Problem to work on: Each entry needs to be reproduced exactly, with none left out.

Start of Excerpted data

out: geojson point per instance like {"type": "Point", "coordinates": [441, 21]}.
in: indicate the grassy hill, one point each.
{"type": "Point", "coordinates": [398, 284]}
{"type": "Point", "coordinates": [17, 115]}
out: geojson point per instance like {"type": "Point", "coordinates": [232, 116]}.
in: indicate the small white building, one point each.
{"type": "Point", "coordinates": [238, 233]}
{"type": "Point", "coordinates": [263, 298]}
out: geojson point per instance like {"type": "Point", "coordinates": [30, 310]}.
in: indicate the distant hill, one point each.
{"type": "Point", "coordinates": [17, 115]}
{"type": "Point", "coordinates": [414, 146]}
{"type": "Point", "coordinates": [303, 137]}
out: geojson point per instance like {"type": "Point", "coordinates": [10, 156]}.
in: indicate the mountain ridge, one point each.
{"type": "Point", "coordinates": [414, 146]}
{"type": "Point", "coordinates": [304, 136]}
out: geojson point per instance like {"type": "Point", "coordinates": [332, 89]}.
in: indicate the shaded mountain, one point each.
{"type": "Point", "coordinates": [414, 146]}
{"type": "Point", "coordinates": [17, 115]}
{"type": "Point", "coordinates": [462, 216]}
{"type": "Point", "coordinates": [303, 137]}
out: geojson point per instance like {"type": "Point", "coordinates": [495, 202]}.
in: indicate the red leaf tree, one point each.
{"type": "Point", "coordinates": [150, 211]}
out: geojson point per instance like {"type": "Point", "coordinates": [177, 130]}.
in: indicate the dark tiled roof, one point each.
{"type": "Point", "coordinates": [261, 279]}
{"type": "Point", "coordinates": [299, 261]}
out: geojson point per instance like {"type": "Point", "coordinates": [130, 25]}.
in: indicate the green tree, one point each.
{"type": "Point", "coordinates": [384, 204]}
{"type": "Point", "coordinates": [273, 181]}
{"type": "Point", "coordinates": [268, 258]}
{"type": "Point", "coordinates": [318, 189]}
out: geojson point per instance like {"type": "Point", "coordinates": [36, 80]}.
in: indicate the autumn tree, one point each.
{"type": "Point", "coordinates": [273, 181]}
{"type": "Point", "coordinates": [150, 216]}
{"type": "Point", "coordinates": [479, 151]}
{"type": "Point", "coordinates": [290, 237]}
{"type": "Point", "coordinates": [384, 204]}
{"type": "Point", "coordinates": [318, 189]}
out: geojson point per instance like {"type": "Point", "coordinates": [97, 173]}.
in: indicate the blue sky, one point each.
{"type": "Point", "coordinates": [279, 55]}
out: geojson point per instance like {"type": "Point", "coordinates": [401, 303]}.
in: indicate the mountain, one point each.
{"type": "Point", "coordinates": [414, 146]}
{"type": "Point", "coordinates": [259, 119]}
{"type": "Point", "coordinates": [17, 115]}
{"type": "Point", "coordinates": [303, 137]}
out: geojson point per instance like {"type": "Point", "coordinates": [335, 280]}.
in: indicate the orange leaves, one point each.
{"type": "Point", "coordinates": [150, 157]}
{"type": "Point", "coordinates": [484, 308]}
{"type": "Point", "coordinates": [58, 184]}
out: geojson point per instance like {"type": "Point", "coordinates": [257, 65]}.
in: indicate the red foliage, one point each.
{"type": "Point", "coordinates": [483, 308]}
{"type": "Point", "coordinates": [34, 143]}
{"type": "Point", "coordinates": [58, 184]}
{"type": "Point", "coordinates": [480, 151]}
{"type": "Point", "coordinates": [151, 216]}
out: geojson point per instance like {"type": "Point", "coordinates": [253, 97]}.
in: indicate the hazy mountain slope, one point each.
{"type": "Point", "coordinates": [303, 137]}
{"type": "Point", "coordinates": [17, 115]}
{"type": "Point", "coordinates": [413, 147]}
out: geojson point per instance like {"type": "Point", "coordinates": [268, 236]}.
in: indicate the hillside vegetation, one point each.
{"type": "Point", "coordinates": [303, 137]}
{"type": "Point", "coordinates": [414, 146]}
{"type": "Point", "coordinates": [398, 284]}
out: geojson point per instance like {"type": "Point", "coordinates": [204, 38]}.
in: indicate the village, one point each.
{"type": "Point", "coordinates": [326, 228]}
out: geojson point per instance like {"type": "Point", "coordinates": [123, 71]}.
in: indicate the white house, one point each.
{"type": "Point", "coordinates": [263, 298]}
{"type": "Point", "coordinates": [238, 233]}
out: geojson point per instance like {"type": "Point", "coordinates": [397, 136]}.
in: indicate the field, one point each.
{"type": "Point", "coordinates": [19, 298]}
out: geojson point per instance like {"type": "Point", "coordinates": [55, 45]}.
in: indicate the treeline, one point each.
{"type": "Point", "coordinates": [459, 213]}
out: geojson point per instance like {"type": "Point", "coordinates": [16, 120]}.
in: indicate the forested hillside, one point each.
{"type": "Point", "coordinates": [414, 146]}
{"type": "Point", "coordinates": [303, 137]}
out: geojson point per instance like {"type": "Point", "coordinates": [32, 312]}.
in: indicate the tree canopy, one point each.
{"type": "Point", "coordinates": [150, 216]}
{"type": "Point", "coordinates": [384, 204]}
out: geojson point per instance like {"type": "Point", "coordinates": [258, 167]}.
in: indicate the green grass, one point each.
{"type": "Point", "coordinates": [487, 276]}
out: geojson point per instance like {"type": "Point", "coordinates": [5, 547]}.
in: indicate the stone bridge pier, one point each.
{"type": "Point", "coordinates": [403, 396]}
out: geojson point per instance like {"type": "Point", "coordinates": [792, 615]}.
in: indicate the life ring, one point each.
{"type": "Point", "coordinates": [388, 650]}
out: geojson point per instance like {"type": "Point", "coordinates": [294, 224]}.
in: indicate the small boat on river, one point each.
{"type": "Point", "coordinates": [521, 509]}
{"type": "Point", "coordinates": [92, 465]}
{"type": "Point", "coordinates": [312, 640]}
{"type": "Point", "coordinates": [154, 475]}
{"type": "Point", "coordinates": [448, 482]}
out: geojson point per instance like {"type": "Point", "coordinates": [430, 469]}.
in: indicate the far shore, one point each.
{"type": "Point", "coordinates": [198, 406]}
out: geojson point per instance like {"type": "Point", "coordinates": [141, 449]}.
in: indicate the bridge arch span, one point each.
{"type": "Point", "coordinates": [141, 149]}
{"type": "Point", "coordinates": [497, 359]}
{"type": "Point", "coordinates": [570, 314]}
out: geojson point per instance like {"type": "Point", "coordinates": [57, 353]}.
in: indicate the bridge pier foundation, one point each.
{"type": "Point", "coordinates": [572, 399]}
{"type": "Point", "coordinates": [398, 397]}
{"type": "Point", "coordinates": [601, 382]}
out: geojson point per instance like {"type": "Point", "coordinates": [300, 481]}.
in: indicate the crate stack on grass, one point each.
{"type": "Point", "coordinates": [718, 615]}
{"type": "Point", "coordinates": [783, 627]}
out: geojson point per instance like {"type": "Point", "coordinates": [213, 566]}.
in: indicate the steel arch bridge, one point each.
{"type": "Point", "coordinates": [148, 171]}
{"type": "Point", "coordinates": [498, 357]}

End of Excerpted data

Task result:
out: geojson point per instance like {"type": "Point", "coordinates": [441, 21]}.
in: indicate the grassy hill, one point each.
{"type": "Point", "coordinates": [398, 284]}
{"type": "Point", "coordinates": [17, 115]}
out: geojson point per instance like {"type": "Point", "coordinates": [232, 116]}.
in: indicate the small white building, one point each.
{"type": "Point", "coordinates": [238, 233]}
{"type": "Point", "coordinates": [263, 298]}
out: geojson point per instance like {"type": "Point", "coordinates": [30, 310]}.
in: indicate the distant hill, one point each.
{"type": "Point", "coordinates": [17, 115]}
{"type": "Point", "coordinates": [414, 146]}
{"type": "Point", "coordinates": [303, 137]}
out: geojson point per instance like {"type": "Point", "coordinates": [10, 156]}.
in: indicate the mountain ridge, one point each.
{"type": "Point", "coordinates": [414, 146]}
{"type": "Point", "coordinates": [304, 136]}
out: geojson point per instance like {"type": "Point", "coordinates": [332, 89]}.
in: indicate the shaded mountain, one point each.
{"type": "Point", "coordinates": [414, 146]}
{"type": "Point", "coordinates": [17, 115]}
{"type": "Point", "coordinates": [462, 216]}
{"type": "Point", "coordinates": [303, 137]}
out: geojson point per instance like {"type": "Point", "coordinates": [495, 202]}.
in: indicate the red leaf tree, one point each.
{"type": "Point", "coordinates": [150, 211]}
out: geojson point per instance like {"type": "Point", "coordinates": [177, 130]}.
in: indicate the dark tiled roof, one point each.
{"type": "Point", "coordinates": [261, 279]}
{"type": "Point", "coordinates": [299, 261]}
out: geojson point per instance like {"type": "Point", "coordinates": [130, 25]}.
in: indicate the green tree, one point each.
{"type": "Point", "coordinates": [384, 204]}
{"type": "Point", "coordinates": [273, 181]}
{"type": "Point", "coordinates": [268, 258]}
{"type": "Point", "coordinates": [318, 189]}
out: geojson point per instance like {"type": "Point", "coordinates": [36, 80]}.
in: indicate the autumn tree, one point each.
{"type": "Point", "coordinates": [273, 181]}
{"type": "Point", "coordinates": [150, 216]}
{"type": "Point", "coordinates": [479, 151]}
{"type": "Point", "coordinates": [290, 237]}
{"type": "Point", "coordinates": [384, 204]}
{"type": "Point", "coordinates": [318, 189]}
out: geojson point per instance like {"type": "Point", "coordinates": [97, 173]}.
in: indicate the blue sky, one point each.
{"type": "Point", "coordinates": [279, 55]}
out: geojson point per instance like {"type": "Point", "coordinates": [401, 303]}.
in: indicate the mountain, one point each.
{"type": "Point", "coordinates": [414, 146]}
{"type": "Point", "coordinates": [259, 119]}
{"type": "Point", "coordinates": [17, 115]}
{"type": "Point", "coordinates": [303, 137]}
out: geojson point per instance like {"type": "Point", "coordinates": [335, 280]}.
in: indicate the orange leaves, one point each.
{"type": "Point", "coordinates": [150, 157]}
{"type": "Point", "coordinates": [484, 308]}
{"type": "Point", "coordinates": [58, 184]}
out: geojson point per instance like {"type": "Point", "coordinates": [257, 65]}.
in: indicate the red foliage, one point each.
{"type": "Point", "coordinates": [483, 308]}
{"type": "Point", "coordinates": [34, 143]}
{"type": "Point", "coordinates": [58, 184]}
{"type": "Point", "coordinates": [480, 151]}
{"type": "Point", "coordinates": [151, 216]}
out: geojson point per instance like {"type": "Point", "coordinates": [253, 97]}.
in: indicate the hazy mountain slope, one point each.
{"type": "Point", "coordinates": [303, 137]}
{"type": "Point", "coordinates": [17, 115]}
{"type": "Point", "coordinates": [413, 147]}
out: geojson point per instance like {"type": "Point", "coordinates": [268, 236]}.
in: indicate the hillside vegetation, one point each.
{"type": "Point", "coordinates": [303, 137]}
{"type": "Point", "coordinates": [414, 146]}
{"type": "Point", "coordinates": [398, 284]}
out: geojson point per instance like {"type": "Point", "coordinates": [204, 38]}.
in: indicate the village, one point each.
{"type": "Point", "coordinates": [326, 228]}
out: geojson point per instance like {"type": "Point", "coordinates": [123, 71]}.
in: indicate the white house, one point each.
{"type": "Point", "coordinates": [263, 298]}
{"type": "Point", "coordinates": [238, 233]}
out: geojson point per instance like {"type": "Point", "coordinates": [397, 136]}.
in: indicate the field, one point each.
{"type": "Point", "coordinates": [19, 298]}
out: geojson point per instance like {"type": "Point", "coordinates": [55, 45]}.
in: indicate the treeline, one point each.
{"type": "Point", "coordinates": [459, 213]}
out: geojson point per instance like {"type": "Point", "coordinates": [16, 120]}.
in: indicate the forested hillside, one point each.
{"type": "Point", "coordinates": [414, 146]}
{"type": "Point", "coordinates": [303, 137]}
out: geojson point per instance like {"type": "Point", "coordinates": [32, 312]}.
in: indicate the tree canopy, one point each.
{"type": "Point", "coordinates": [150, 216]}
{"type": "Point", "coordinates": [384, 204]}
out: geojson point per instance like {"type": "Point", "coordinates": [258, 167]}.
in: indicate the green grass, one point each.
{"type": "Point", "coordinates": [487, 276]}
out: geojson point per instance like {"type": "Point", "coordinates": [5, 547]}.
in: indicate the stone bridge pier, one point each.
{"type": "Point", "coordinates": [403, 396]}
out: geojson point per instance like {"type": "Point", "coordinates": [792, 615]}.
in: indicate the life ring, one point each.
{"type": "Point", "coordinates": [388, 650]}
out: geojson point per instance like {"type": "Point", "coordinates": [294, 224]}.
in: indicate the small boat on river, one point each.
{"type": "Point", "coordinates": [521, 509]}
{"type": "Point", "coordinates": [92, 465]}
{"type": "Point", "coordinates": [312, 640]}
{"type": "Point", "coordinates": [154, 475]}
{"type": "Point", "coordinates": [448, 482]}
out: geojson point per instance like {"type": "Point", "coordinates": [430, 469]}.
in: indicate the far shore, one point each.
{"type": "Point", "coordinates": [198, 406]}
out: geojson point per instance like {"type": "Point", "coordinates": [141, 449]}.
in: indicate the bridge arch span, one point each.
{"type": "Point", "coordinates": [141, 149]}
{"type": "Point", "coordinates": [497, 359]}
{"type": "Point", "coordinates": [570, 314]}
out: geojson point per instance like {"type": "Point", "coordinates": [57, 353]}.
in: indicate the bridge pier foundation, one point each.
{"type": "Point", "coordinates": [572, 399]}
{"type": "Point", "coordinates": [398, 397]}
{"type": "Point", "coordinates": [601, 382]}
out: geojson point per instance like {"type": "Point", "coordinates": [300, 481]}.
in: indicate the crate stack on grass, one point each.
{"type": "Point", "coordinates": [718, 615]}
{"type": "Point", "coordinates": [783, 627]}
out: geojson point per instance like {"type": "Point", "coordinates": [213, 566]}.
in: indicate the steel arch bridge, one point each.
{"type": "Point", "coordinates": [148, 171]}
{"type": "Point", "coordinates": [498, 357]}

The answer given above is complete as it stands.